----- TEXTE SOURCE
SCHWARZENBACH ANNEMARIE (1908-1942)
« Ange inconsolable » (Roger Martin du Gard), « ange dévasté » (Thomas Mann), Annemarie Schwarzenbach reste indissociablement liée, pour la postérité, au portrait réalisé par la photographe Marianne Breslauer (1932) et au roman d' Ella Maillart, La Voie cruelle (1947), dont elle est l'héroïne.
Cette double image, aussi juste qu'elle soit, laisse dans l'ombre la production littéraire de l'auteur. Née en 1908 à Zurich dans une famille appartenant à la grande bourgeoisie, elle mourut à trente-quatre ans, usée prématurément par la drogue, d'un accident de vélo à Sils-Baselgia, en Engadine (Suisse). Entre ces deux dates, elle aura parcouru le monde, le plus souvent au volant de sa voiture, écrit une douzaine de récits, nouvelles et romans, d'innombrables articles et contributions à des revues, des reportages, sans compter les photographies et une correspondance abondante avec, entre autres, Erika et Klaus Mann, Claude Bourdet, Carson McCullers et Ella Maillart.
----------
----- LISTE DES DONNÉES
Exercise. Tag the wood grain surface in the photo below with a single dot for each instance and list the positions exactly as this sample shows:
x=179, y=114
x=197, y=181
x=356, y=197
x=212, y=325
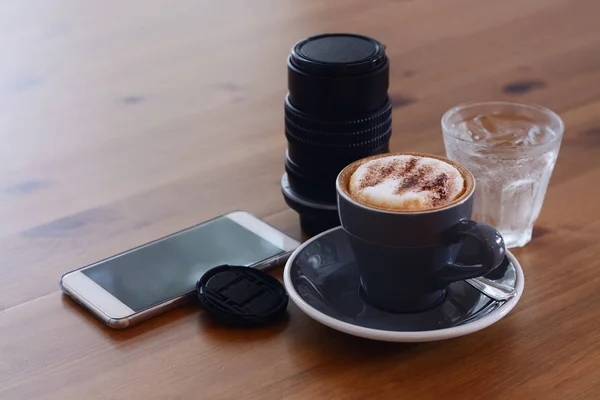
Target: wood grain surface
x=124, y=121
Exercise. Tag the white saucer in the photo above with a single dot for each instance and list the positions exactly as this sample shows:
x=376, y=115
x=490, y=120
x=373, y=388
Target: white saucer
x=322, y=279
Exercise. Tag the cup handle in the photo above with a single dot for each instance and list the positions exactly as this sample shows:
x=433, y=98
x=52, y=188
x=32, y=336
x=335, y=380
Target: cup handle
x=491, y=251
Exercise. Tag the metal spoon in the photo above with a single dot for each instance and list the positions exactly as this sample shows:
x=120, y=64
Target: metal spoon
x=493, y=290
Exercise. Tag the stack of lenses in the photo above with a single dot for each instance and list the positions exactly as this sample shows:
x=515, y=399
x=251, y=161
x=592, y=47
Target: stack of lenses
x=336, y=112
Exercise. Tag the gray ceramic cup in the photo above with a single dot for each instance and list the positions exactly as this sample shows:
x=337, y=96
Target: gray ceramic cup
x=406, y=259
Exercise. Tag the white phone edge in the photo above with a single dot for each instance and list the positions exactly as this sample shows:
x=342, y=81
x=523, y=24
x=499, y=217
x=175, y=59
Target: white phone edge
x=115, y=314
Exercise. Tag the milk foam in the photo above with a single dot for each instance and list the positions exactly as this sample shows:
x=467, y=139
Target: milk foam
x=406, y=183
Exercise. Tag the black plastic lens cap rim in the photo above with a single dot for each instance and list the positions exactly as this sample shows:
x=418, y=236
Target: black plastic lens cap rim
x=242, y=296
x=339, y=53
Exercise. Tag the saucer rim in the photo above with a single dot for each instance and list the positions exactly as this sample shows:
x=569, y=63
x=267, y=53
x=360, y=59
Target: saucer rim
x=400, y=336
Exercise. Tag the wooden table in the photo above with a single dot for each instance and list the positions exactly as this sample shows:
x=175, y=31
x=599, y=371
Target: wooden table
x=115, y=118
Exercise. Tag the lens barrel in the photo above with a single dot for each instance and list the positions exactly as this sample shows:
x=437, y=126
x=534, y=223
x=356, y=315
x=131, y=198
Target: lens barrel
x=337, y=111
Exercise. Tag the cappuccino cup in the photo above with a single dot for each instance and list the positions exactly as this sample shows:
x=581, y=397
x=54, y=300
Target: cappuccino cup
x=406, y=216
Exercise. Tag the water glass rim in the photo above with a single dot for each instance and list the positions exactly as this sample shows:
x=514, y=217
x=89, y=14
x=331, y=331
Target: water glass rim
x=447, y=128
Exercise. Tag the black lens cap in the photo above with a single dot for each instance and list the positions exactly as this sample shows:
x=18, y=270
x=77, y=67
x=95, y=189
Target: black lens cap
----------
> **TRAVAIL DEMANDÉ**
1 – Retranscrivez, dans la notice sur Annemarie Schwarzenbach, l'intégralité du passage compris entre « SCHWARZENBACH ANNEMARIE (1908-1942) » et « elle est l'héroïne. ».
2 – Répondez, d'après la notice sur Annemarie Schwarzenbach, aux questions suivantes :
(a) Quel roman d'Ella Maillart fait d'elle son héroïne ?
(b) Dans quelle ville est-elle née ?
(c) En quel lieu un accident de vélo lui a-t-il coûté la vie ?
Les données n'interviennent en rien dans ce travail.

> **SOLUTIONS PROPOSÉES**
1 –
SCHWARZENBACH ANNEMARIE (1908-1942)
« Ange inconsolable » (Roger Martin du Gard), « ange dévasté » (Thomas Mann), Annemarie Schwarzenbach reste indissociablement liée, pour la postérité, au portrait réalisé par la photographe Marianne Breslauer (1932) et au roman d' Ella Maillart, La Voie cruelle (1947), dont elle est l'héroïne.

2 –
(a) La Voie cruelle (1947).
(b) À Zurich.
(c) À Sils-Baselgia, en Engadine (Suisse).